--- start ---

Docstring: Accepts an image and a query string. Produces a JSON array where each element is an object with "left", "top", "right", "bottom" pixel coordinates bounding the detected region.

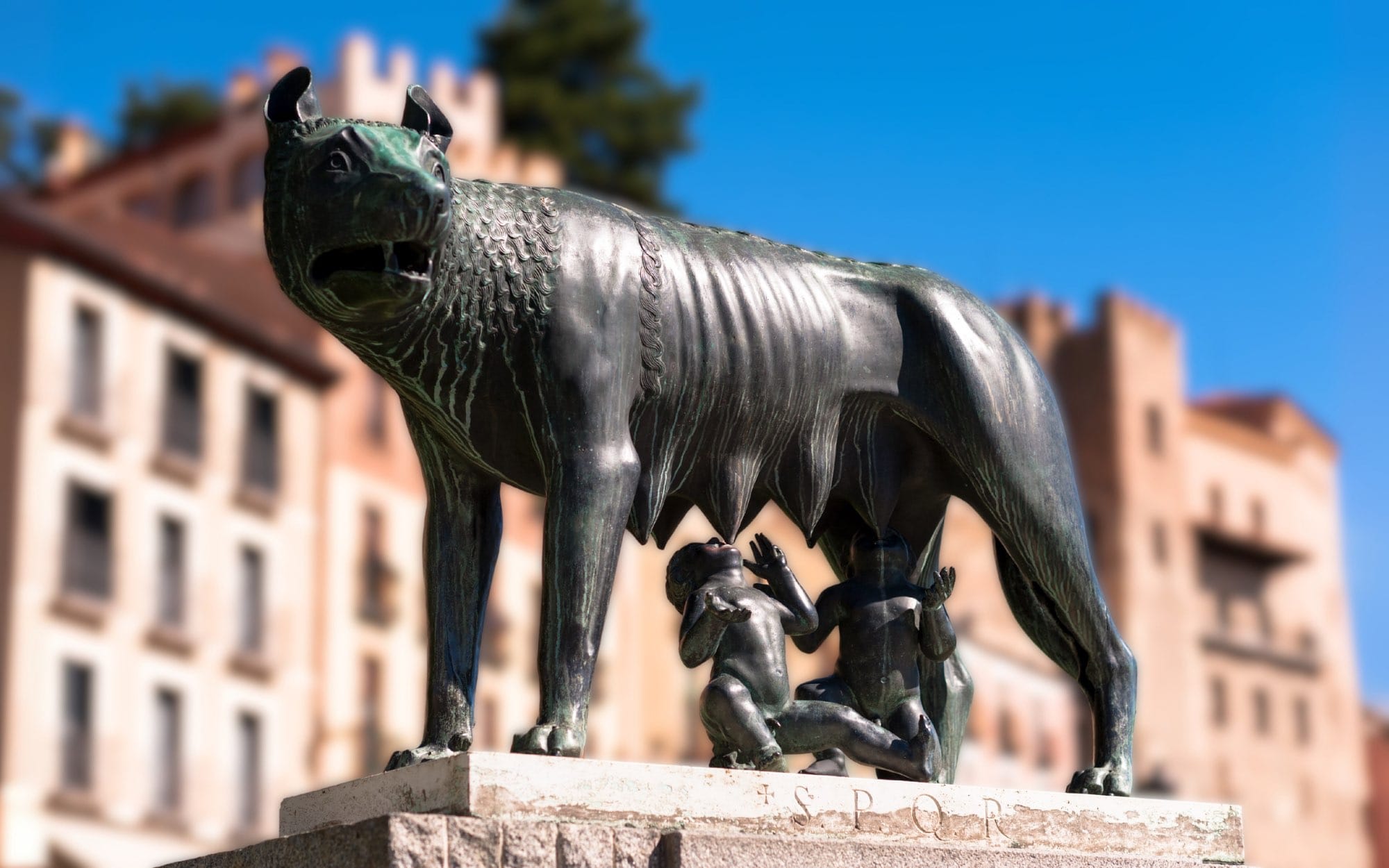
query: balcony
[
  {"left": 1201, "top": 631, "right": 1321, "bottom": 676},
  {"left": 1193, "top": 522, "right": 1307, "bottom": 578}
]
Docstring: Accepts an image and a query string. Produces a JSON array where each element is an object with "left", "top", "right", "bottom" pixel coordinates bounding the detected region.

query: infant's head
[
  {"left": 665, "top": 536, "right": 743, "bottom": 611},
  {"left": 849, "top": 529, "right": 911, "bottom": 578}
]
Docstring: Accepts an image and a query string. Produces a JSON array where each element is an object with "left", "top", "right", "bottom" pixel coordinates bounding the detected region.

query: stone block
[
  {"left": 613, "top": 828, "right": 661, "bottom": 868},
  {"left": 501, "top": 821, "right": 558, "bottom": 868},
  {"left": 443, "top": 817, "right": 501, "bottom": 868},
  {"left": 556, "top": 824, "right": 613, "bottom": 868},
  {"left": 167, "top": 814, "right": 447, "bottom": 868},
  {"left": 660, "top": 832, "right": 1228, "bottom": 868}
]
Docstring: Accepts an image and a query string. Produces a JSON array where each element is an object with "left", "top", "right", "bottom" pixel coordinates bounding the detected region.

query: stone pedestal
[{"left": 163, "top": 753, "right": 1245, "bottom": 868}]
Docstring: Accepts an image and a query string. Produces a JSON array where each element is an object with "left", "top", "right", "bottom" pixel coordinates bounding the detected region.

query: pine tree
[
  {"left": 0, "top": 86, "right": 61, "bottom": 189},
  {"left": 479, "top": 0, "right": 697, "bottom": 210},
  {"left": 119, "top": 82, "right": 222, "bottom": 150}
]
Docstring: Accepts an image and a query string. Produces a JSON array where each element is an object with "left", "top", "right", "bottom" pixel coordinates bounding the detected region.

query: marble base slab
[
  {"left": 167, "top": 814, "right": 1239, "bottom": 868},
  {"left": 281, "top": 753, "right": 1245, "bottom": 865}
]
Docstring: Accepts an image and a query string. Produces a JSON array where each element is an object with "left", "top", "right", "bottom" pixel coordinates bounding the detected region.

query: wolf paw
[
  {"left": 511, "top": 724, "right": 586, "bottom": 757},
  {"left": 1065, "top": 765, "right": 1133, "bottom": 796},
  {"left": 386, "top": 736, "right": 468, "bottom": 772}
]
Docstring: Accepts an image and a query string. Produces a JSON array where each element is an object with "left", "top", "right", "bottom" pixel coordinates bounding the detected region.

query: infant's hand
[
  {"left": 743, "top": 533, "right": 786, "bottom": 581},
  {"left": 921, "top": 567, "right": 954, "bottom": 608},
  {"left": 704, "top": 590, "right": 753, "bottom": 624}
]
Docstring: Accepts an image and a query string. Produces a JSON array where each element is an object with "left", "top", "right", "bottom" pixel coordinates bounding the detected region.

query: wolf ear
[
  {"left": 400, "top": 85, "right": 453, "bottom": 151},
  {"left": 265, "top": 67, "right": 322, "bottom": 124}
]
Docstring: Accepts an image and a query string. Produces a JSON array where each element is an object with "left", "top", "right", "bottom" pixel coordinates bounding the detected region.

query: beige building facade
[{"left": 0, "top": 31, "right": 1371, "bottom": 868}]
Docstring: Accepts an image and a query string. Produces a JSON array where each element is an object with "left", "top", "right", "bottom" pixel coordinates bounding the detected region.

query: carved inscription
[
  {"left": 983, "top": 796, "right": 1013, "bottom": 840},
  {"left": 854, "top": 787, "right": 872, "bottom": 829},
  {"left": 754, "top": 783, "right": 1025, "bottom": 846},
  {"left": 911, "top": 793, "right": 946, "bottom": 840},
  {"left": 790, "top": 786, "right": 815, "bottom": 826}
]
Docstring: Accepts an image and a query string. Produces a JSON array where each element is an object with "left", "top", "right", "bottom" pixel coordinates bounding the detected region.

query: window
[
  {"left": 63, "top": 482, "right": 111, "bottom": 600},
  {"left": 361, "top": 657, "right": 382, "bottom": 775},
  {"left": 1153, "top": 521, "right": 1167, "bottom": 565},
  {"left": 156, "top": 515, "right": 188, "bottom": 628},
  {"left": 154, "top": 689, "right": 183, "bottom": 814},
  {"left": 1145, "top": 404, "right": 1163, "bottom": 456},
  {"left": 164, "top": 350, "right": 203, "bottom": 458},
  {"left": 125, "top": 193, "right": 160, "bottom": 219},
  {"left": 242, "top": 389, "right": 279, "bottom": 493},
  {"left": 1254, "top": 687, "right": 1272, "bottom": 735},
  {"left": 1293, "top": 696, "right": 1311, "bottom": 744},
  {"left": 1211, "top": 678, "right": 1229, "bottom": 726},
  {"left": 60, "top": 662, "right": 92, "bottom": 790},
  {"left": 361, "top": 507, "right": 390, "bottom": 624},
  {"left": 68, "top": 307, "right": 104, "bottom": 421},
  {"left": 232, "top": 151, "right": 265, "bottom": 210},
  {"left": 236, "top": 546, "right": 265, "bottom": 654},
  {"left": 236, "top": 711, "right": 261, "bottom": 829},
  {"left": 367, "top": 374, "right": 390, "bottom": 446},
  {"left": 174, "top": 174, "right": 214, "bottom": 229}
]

--- end ---
--- start ---

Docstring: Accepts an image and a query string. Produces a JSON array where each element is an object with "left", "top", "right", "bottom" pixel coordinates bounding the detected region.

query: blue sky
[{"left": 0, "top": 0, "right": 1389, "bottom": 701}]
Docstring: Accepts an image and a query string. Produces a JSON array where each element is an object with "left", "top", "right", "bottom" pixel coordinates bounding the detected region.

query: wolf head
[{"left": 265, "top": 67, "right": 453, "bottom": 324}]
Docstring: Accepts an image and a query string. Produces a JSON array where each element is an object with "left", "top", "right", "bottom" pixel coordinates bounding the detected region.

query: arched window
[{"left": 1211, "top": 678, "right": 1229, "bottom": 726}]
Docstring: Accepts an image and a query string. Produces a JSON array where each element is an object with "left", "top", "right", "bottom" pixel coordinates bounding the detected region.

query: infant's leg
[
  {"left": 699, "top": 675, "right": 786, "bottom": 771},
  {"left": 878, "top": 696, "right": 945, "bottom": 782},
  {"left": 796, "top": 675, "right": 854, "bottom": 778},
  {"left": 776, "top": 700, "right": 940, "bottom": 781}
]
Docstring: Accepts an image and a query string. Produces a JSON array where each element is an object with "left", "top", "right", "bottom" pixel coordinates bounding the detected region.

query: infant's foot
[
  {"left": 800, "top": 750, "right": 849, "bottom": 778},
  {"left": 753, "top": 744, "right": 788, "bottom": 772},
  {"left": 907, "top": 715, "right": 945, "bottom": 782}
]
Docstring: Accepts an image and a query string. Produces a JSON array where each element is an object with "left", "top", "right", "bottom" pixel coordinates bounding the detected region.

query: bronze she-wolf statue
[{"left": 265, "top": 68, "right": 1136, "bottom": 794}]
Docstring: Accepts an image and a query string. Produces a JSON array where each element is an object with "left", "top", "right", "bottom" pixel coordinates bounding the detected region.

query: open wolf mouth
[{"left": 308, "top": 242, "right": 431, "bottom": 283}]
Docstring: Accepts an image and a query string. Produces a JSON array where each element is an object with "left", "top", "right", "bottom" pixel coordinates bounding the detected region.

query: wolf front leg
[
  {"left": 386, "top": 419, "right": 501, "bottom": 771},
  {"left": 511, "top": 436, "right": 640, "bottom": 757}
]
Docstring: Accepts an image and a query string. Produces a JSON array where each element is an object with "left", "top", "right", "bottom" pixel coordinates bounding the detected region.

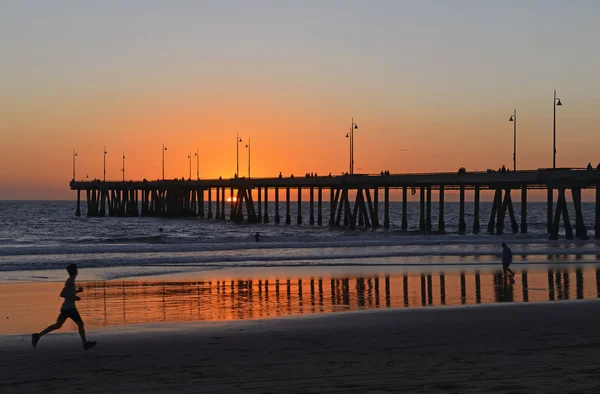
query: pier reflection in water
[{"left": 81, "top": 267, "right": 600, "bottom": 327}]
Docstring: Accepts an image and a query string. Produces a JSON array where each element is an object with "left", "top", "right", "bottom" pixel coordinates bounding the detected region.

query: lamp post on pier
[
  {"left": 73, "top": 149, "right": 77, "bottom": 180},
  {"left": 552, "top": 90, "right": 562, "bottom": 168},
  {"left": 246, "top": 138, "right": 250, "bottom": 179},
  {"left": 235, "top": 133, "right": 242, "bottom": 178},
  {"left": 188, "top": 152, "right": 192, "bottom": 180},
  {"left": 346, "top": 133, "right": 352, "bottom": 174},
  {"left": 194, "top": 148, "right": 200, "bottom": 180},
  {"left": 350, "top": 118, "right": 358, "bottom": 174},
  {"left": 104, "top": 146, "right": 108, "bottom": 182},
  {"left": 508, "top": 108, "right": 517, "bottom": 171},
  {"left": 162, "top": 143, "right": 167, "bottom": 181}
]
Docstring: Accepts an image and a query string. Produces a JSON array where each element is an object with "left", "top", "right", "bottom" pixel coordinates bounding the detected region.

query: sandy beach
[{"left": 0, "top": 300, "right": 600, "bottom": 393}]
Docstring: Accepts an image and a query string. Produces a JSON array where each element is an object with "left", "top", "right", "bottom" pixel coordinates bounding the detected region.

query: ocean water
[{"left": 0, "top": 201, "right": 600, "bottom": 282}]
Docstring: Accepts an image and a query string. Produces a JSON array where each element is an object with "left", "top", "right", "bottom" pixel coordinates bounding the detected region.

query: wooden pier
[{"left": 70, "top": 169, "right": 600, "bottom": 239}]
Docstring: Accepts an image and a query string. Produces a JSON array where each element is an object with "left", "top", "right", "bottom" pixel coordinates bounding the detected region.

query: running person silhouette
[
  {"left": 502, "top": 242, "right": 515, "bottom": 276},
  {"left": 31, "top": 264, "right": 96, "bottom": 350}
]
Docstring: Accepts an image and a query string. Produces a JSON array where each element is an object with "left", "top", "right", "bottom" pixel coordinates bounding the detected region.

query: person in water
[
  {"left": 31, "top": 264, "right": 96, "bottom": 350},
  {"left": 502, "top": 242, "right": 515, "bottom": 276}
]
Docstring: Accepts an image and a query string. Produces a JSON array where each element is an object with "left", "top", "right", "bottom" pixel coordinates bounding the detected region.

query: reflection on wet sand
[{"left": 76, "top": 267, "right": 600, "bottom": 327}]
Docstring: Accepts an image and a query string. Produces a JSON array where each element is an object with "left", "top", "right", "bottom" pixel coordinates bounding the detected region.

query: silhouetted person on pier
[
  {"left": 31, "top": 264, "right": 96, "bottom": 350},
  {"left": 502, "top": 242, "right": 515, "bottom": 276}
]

--- end ---

To do: How many lines of the material above contain the string "stone"? Reply with the number alone.

Reply to the exercise: 2